▶ [Task objective]: Return an exact copy of the entries, skipping any picture you find.

[Source data]
<<<<

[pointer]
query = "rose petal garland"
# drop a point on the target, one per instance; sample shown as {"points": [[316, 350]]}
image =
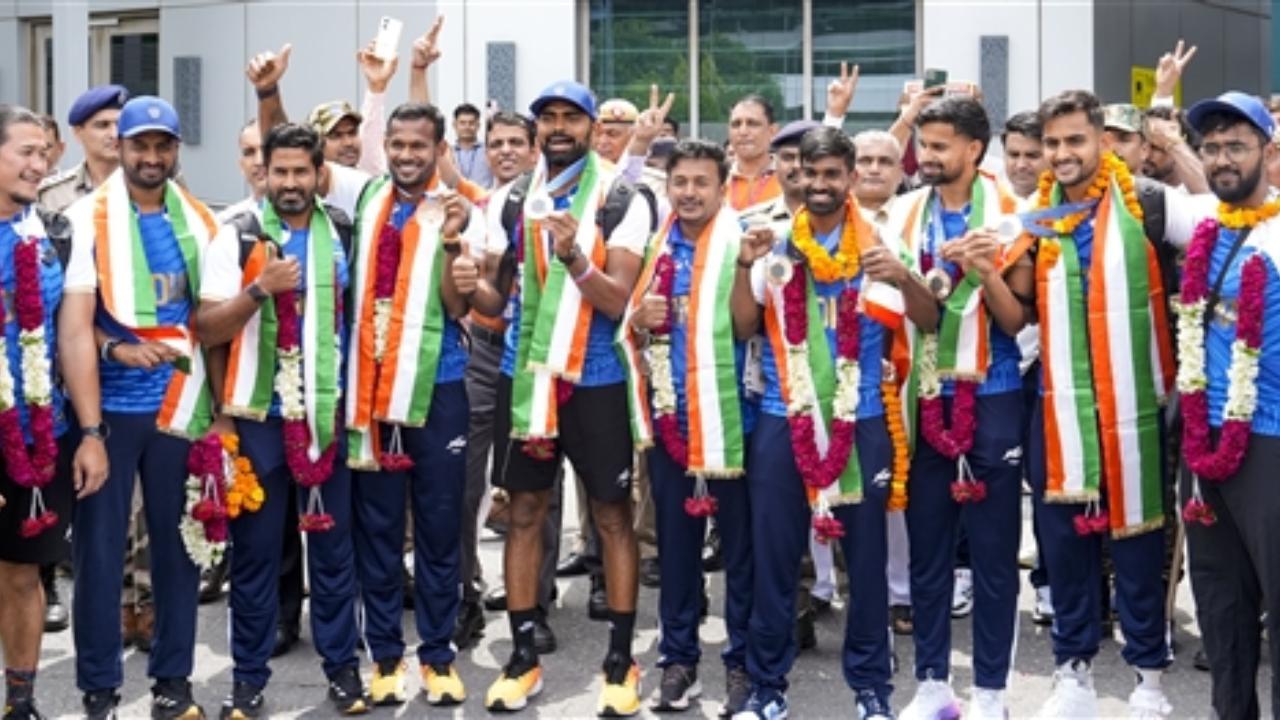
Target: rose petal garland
{"points": [[297, 433], [35, 469]]}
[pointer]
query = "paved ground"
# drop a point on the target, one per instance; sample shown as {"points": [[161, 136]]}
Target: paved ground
{"points": [[572, 679]]}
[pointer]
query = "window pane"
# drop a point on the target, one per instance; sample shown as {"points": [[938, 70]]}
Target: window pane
{"points": [[878, 35], [639, 42], [749, 48]]}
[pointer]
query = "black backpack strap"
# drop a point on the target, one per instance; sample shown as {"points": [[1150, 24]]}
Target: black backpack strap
{"points": [[58, 229]]}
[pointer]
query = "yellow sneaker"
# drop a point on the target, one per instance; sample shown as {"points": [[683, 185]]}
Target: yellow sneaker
{"points": [[442, 684], [512, 692], [388, 683], [621, 698]]}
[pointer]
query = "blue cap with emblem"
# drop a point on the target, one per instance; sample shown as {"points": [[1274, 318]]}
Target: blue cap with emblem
{"points": [[1239, 104], [96, 99], [567, 91], [147, 113]]}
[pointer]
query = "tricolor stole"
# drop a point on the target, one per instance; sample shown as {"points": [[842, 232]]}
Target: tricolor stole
{"points": [[129, 296], [397, 391], [251, 367], [848, 490], [714, 414], [1107, 368], [554, 318]]}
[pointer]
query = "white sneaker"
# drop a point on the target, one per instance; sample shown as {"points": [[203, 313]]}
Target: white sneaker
{"points": [[986, 703], [1043, 611], [1148, 701], [1073, 696], [933, 701], [961, 597]]}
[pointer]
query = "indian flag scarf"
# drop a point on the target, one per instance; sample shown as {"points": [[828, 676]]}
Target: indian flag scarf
{"points": [[397, 388], [714, 419], [848, 488], [129, 297], [554, 318], [1107, 368], [251, 367]]}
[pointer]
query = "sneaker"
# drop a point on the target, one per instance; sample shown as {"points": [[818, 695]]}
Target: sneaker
{"points": [[1073, 692], [680, 686], [737, 691], [1043, 611], [620, 697], [520, 680], [172, 700], [100, 705], [442, 684], [1148, 701], [347, 692], [933, 701], [987, 703], [872, 707], [763, 705], [245, 703], [388, 683], [961, 597]]}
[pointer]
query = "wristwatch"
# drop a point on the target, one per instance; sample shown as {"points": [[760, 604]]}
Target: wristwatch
{"points": [[100, 431]]}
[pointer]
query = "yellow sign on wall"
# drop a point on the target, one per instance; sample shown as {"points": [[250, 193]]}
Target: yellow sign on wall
{"points": [[1142, 87]]}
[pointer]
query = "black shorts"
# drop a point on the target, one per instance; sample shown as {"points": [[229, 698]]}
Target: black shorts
{"points": [[594, 433], [51, 545]]}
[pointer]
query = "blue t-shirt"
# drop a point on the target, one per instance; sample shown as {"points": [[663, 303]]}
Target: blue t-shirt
{"points": [[1219, 338], [682, 254], [871, 350], [1002, 373], [453, 355], [51, 295], [297, 246], [136, 390], [602, 365]]}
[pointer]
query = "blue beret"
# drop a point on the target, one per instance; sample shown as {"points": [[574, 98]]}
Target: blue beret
{"points": [[96, 99]]}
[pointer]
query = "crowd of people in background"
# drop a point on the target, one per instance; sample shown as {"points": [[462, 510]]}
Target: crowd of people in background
{"points": [[821, 363]]}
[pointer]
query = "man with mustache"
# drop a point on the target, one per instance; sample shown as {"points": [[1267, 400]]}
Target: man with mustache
{"points": [[145, 235], [568, 397], [963, 388], [278, 267]]}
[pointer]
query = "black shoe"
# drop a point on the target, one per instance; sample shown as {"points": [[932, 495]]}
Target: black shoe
{"points": [[496, 600], [544, 639], [286, 637], [347, 692], [56, 618], [598, 602], [245, 703], [213, 582], [172, 700], [807, 633], [100, 705], [574, 564], [470, 625], [650, 573], [679, 688]]}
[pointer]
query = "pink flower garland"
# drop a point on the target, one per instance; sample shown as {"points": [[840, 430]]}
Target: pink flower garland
{"points": [[32, 470], [1217, 465], [297, 434]]}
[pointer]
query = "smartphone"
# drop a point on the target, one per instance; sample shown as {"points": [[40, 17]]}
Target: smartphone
{"points": [[387, 41], [933, 77]]}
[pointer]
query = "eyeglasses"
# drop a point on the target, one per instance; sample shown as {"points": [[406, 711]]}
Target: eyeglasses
{"points": [[1234, 151]]}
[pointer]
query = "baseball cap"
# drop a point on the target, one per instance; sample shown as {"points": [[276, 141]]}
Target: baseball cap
{"points": [[568, 91], [1234, 103], [1121, 117], [618, 110], [327, 115], [147, 113], [96, 99]]}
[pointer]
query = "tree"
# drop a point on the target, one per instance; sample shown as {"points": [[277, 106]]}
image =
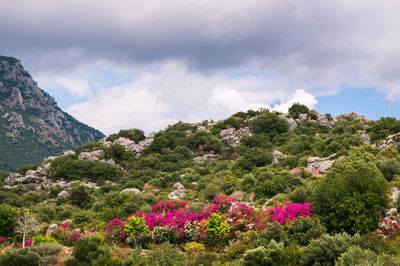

>>>>

▶ [Written reply]:
[pointer]
query = "rose petal garland"
# drop a point on the target, one per instance; sample shown as {"points": [[316, 350]]}
image =
Target: rose petal garland
{"points": [[297, 433], [35, 469]]}
[pointer]
query = "paved ground"
# drop a point on the target, one per instance; sample shown as {"points": [[161, 136]]}
Target: paved ground
{"points": [[572, 679]]}
[pointer]
query = "window pane"
# drop a point on the target, one per instance; sample shown as {"points": [[938, 70]]}
Target: window pane
{"points": [[878, 35], [639, 42], [749, 48]]}
[pointer]
query = "black backpack strap"
# drop a point on the target, one per instance; sample shown as {"points": [[1150, 24]]}
Target: black backpack strap
{"points": [[58, 229]]}
[pointer]
query = "yellow sneaker"
# drop a point on the target, one per instance; sample shown as {"points": [[683, 185]]}
Target: yellow sneaker
{"points": [[442, 684], [512, 692], [388, 683], [621, 698]]}
[pointer]
query = "blue cap with emblem"
# drop a point on the target, one per instance; sample shown as {"points": [[1274, 318]]}
Target: blue cap with emblem
{"points": [[1239, 104], [96, 99], [567, 91], [147, 113]]}
[pointer]
query = "tricolor stole"
# drop a point on the target, one per instance; sample shown as {"points": [[842, 232]]}
Target: tricolor stole
{"points": [[129, 296], [397, 391], [251, 367], [848, 490], [714, 414], [1107, 368], [554, 318]]}
[pointer]
query = "white sneaker"
# drop a point on the target, one per instance; sample shown as {"points": [[203, 313]]}
Target: white sneaker
{"points": [[986, 703], [1043, 611], [1148, 701], [1073, 696], [933, 701], [961, 597]]}
[pointer]
query = "indian flag scarf"
# drop a point on the target, one per instance; sample shown as {"points": [[828, 676]]}
Target: indian flag scarf
{"points": [[397, 388], [714, 419], [848, 488], [129, 297], [554, 318], [1107, 368], [251, 367]]}
[pointer]
query = "sneaker"
# drop a point on the target, one per instance; sample shown as {"points": [[818, 695]]}
Target: sneaker
{"points": [[1073, 692], [680, 686], [737, 691], [1043, 611], [620, 697], [520, 680], [172, 700], [100, 705], [442, 684], [1148, 701], [347, 692], [933, 701], [987, 703], [872, 707], [763, 705], [245, 703], [388, 683], [961, 597]]}
[pointer]
query = "wristwatch"
# drop a point on the target, one per instance; sample shown as {"points": [[760, 604]]}
Target: wristwatch
{"points": [[100, 431]]}
[pointer]
query = "yellow sign on wall"
# drop a point on the target, one per instance; sample shown as {"points": [[250, 193]]}
Target: yellow sign on wall
{"points": [[1142, 87]]}
[pointer]
query = "black shorts"
# drop a point on the target, one per instance; sample shown as {"points": [[229, 698]]}
Target: black shorts
{"points": [[594, 433], [51, 545]]}
[pointer]
query = "blue t-shirt"
# drop a point on the target, one per instance; sample shown as {"points": [[663, 303]]}
Target: blue t-shirt
{"points": [[1219, 338], [682, 254], [871, 350], [1002, 373], [453, 355], [51, 295], [297, 246], [136, 390], [602, 365]]}
[pointer]
query = "blue beret"
# drop a point on the target, one per instance; sample shown as {"points": [[574, 98]]}
Target: blue beret
{"points": [[96, 99]]}
[pointer]
query = "crowd of people in background"
# drop a point on the target, one per instance; sample shown as {"points": [[462, 510]]}
Target: crowd of people in background
{"points": [[821, 363]]}
[pointer]
query = "man with mustache"
# drop a point on the target, one per instance; sample shown as {"points": [[1267, 400]]}
Target: man with mustache
{"points": [[145, 235], [568, 397], [963, 388], [278, 267]]}
[pointer]
query = "black shoe"
# drop a point on the target, one per instance; sample shown as {"points": [[932, 495]]}
Target: black shoe
{"points": [[496, 600], [544, 639], [286, 637], [347, 692], [56, 618], [598, 602], [245, 703], [213, 582], [172, 700], [807, 633], [100, 705], [574, 564], [470, 625], [650, 573], [679, 688]]}
[pointer]
query = "pink flower garland"
# drop a point on the target, one per instance; sample shown as {"points": [[840, 430]]}
Target: pink flower garland
{"points": [[32, 470], [1217, 465], [297, 434]]}
[pointer]
query = "smartphone"
# drop a point on the target, one per instance; sample shown as {"points": [[40, 17]]}
Target: smartphone
{"points": [[387, 41], [933, 77]]}
[pointer]
query = "eyeglasses"
# drop a point on the target, one per instance; sample shown as {"points": [[406, 711]]}
Target: eyeglasses
{"points": [[1234, 151]]}
[pointer]
query = "baseball cap"
# drop a point on the target, one per instance; sample shown as {"points": [[276, 141]]}
Target: baseball cap
{"points": [[568, 91], [1234, 103], [1121, 117], [618, 110], [327, 115], [147, 113], [96, 99]]}
[pointer]
query = "tree"
# drop a point on the target, one per instance; sample shown as {"points": [[277, 106]]}
image =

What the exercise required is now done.